• [Description of the task]
Repeat all of the material below exactly as written, images excluded.

• [Provided data]
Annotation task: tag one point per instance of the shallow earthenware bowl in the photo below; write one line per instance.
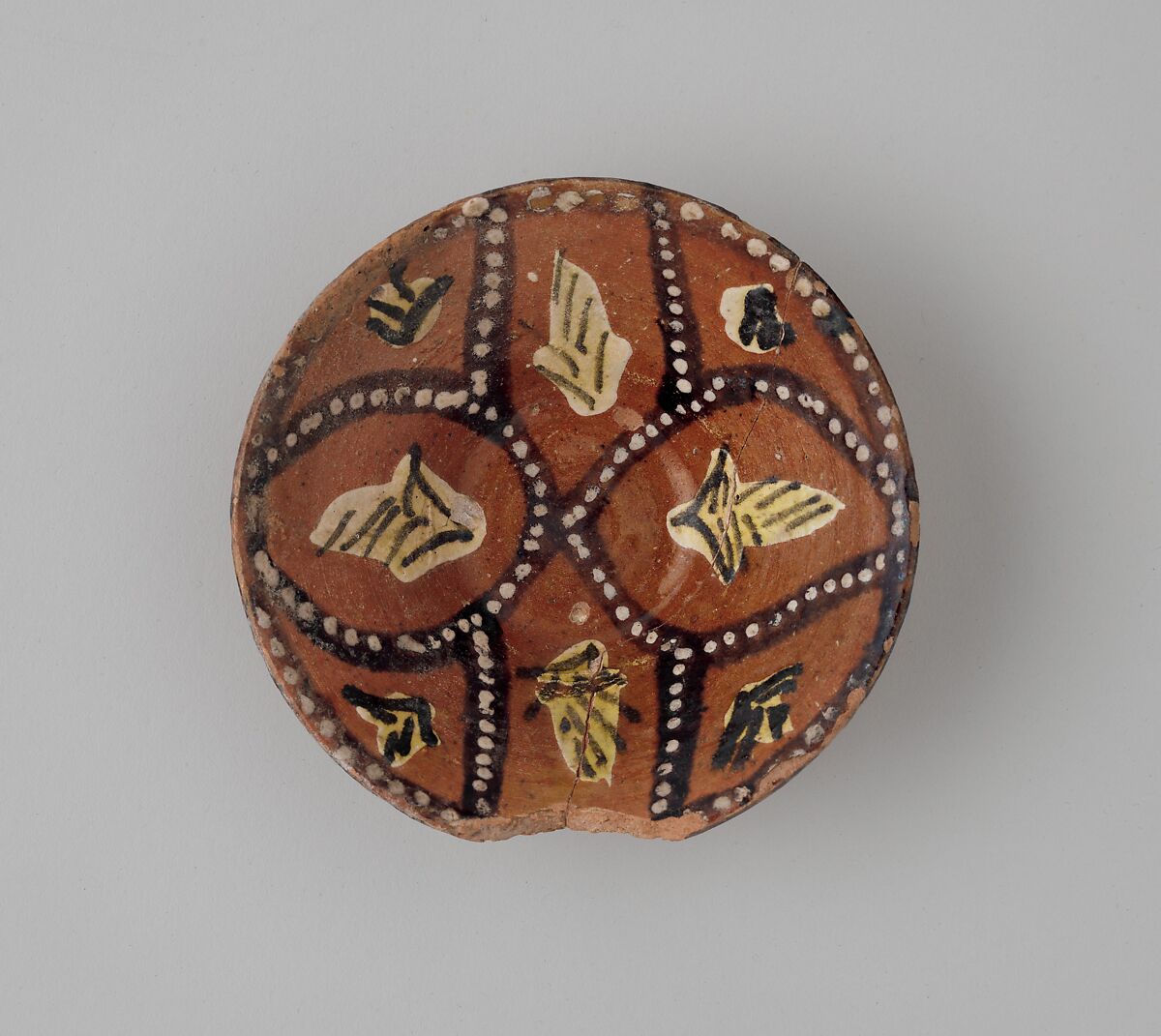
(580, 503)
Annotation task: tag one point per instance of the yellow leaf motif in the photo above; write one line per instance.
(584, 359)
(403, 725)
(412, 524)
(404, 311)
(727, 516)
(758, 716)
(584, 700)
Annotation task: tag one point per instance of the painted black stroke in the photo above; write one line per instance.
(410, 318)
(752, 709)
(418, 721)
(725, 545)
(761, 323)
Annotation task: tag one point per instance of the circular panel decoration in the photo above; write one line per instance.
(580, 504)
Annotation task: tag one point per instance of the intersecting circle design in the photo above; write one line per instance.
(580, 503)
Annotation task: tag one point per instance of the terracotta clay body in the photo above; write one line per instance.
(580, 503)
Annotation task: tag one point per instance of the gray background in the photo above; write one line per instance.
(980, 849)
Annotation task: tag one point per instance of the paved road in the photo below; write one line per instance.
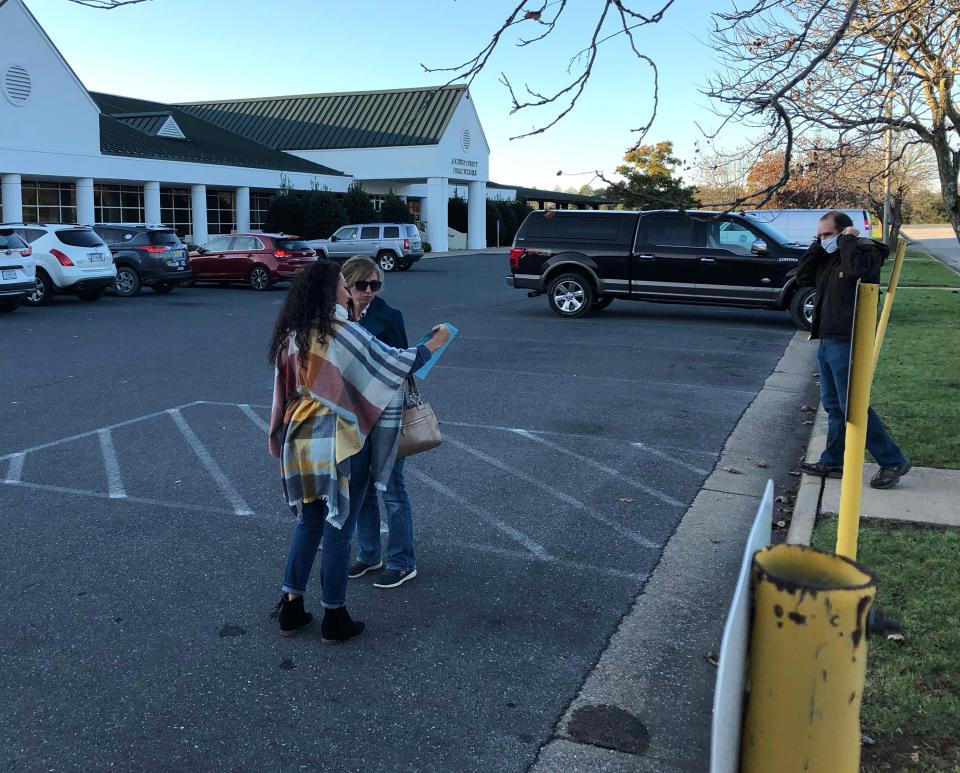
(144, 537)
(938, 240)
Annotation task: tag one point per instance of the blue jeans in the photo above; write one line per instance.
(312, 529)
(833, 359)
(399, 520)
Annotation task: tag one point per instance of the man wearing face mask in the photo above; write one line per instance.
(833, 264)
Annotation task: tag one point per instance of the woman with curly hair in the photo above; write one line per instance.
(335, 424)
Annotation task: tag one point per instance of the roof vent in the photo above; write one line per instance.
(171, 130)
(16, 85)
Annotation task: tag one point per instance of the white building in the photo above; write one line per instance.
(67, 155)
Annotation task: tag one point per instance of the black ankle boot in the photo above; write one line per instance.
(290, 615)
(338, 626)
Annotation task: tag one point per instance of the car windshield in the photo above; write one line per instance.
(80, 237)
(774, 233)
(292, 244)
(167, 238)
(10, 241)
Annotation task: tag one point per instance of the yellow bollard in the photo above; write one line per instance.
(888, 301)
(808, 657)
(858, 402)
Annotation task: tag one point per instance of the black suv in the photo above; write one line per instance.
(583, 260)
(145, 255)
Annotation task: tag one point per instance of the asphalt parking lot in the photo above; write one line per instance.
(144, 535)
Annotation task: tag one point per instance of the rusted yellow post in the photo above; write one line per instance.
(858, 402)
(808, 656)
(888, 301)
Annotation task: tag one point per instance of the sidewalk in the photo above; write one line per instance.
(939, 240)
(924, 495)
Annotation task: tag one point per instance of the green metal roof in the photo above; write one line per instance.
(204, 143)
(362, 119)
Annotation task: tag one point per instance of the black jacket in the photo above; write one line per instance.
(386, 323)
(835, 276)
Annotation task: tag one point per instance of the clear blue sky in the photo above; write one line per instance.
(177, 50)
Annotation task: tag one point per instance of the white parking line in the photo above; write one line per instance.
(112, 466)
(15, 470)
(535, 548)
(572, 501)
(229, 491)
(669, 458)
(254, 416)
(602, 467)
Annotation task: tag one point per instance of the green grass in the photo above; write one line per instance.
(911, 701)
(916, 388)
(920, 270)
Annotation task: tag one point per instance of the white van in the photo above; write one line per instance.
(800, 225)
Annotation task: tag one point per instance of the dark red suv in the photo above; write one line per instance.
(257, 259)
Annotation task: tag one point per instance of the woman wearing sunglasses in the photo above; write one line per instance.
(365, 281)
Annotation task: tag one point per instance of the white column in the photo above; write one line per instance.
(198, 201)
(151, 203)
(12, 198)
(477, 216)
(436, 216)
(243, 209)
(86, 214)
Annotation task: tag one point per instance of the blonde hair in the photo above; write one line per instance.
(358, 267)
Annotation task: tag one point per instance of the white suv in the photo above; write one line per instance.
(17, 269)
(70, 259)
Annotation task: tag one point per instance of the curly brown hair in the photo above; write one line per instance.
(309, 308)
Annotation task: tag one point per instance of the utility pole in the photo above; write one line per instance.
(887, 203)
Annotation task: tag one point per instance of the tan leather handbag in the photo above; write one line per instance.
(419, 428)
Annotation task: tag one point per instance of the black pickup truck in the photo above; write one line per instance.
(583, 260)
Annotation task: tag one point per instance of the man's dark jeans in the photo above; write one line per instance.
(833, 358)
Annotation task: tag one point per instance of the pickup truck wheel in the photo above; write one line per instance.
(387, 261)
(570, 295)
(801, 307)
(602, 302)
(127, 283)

• [The reply]
Annotation task: tag one point per instance of the shallow earthenware bowl in the photo below; write one line per instance.
(580, 503)
Annotation task: tag one point per instance of the yellow leaf motif in the photo above; write one line per instance.
(584, 359)
(403, 725)
(412, 524)
(404, 311)
(727, 516)
(758, 716)
(584, 700)
Annotation task: tag one point per instance of the painted black stroke in the photo above; write one line per instance.
(410, 318)
(752, 709)
(418, 721)
(725, 545)
(761, 323)
Annotation task: tag one point per instance of the circular panel decoration in the photo above; write one line per instance.
(580, 504)
Annotation task: tag one point per instance of the intersecting circle design in the photo above; write one line per instance.
(580, 503)
Annotation task: tag one point per instance of the terracotta clay body in the photo above; write one line per instance.
(580, 503)
Annotation task: tag one point per instance of the gray background in the photo above; write one line per instance.
(980, 849)
Annotation task: tag one point per instance of the paved road in the photo below; write one line per instance.
(144, 537)
(938, 240)
Annotation task: tag one point per instance of the blue jeans in the photo above; write one line per instance.
(312, 529)
(833, 359)
(399, 520)
Annotation task: tag one point per instance of the man wearing face mask in the photo above; write one line per instance.
(833, 264)
Annotation task: tag one point per instance of the woman with curly hair in the photo above; write one line per instance.
(335, 424)
Annotation task: tag one point per instance of the roof vent in the photo above; write one line per instance.
(171, 130)
(16, 85)
Annotation task: tag one point per instance of the white building in the photo above; write one line per instance.
(67, 155)
Annotation task: tag one point per instance of the black ankle boot in the photo above; write one line per instance.
(290, 615)
(338, 626)
Annotation task: tag one point per instance of the car windshield in the photo above; write one line per instance.
(80, 237)
(774, 233)
(292, 244)
(167, 238)
(10, 241)
Annotation task: tag one point per instance of the yellow bollard in the photo above; write one line per instance.
(888, 301)
(808, 657)
(858, 402)
Annotation task: tag one point per instance of the black suv in the photo above; write one line per instance.
(583, 260)
(145, 255)
Annotation task: tag one point per instance of the asphalt parking lot in the photo above; write one line per instance.
(144, 535)
Annotation task: tag one point per instance of the rusted yellow post in the photo above; write one line per instance.
(858, 402)
(808, 656)
(888, 301)
Annotation task: tag one point per instance of the sidewalk in the photo above; write one line per instance.
(939, 240)
(924, 495)
Annotation task: tag one point per instance of the green metal roof in the photo above; write one line per instance.
(204, 143)
(362, 119)
Annotation task: tag one point per instance of the black jacket in the photo above; write one line per instance.
(386, 323)
(835, 276)
Annotation task: tag one point per instance of the clear blue sky in the photo above; write one line per instance.
(177, 50)
Annotation task: tag one point per instance of the white parking line in the photo above; write one line per instance.
(112, 466)
(15, 470)
(535, 548)
(572, 501)
(229, 491)
(669, 458)
(254, 416)
(602, 467)
Annotation task: tag one point per instance of the green grass in the photo above; write one line per instance.
(911, 701)
(916, 388)
(920, 270)
Annotation task: tag one point per instance of the white van in the photo above; write one line per instance.
(800, 225)
Annotation task: tag one point per instance of the dark red suv in the photo above; write one line per instance.
(257, 259)
Annotation task: tag one point per instance of the woman wearing sunglasses in the photo above; write one line per instance.
(365, 281)
Annotation task: tag one point per instance of the white column in the photo above; write one line per instance.
(198, 201)
(151, 203)
(12, 198)
(477, 216)
(436, 216)
(243, 209)
(86, 214)
Annotation task: tag one point per instance of the blonde hair in the photo above; write one line per instance.
(358, 267)
Annotation task: tag one point per instance of the white suv in the photo above; write one line per instance.
(17, 269)
(70, 259)
Annotation task: tag one point per instance of the curly brown hair in the photo above; write one line per instance.
(309, 308)
Annotation task: tag one point per instance of the utility pole in the photo above; write one line per instance.
(887, 203)
Annotation task: tag one point per instance of the tan leather handbag in the photo above; write one line per instance.
(419, 428)
Annotation task: tag one point per instance of the black pickup truck in the photo above; write one line per instance.
(583, 260)
Annotation task: tag one point per instance of the man's dark jeans in the photo above; write one line per instance.
(833, 358)
Annotation task: tag one point per instance of the pickup truck wheel in the photo above; write one line per instance.
(387, 261)
(570, 295)
(801, 307)
(602, 302)
(127, 283)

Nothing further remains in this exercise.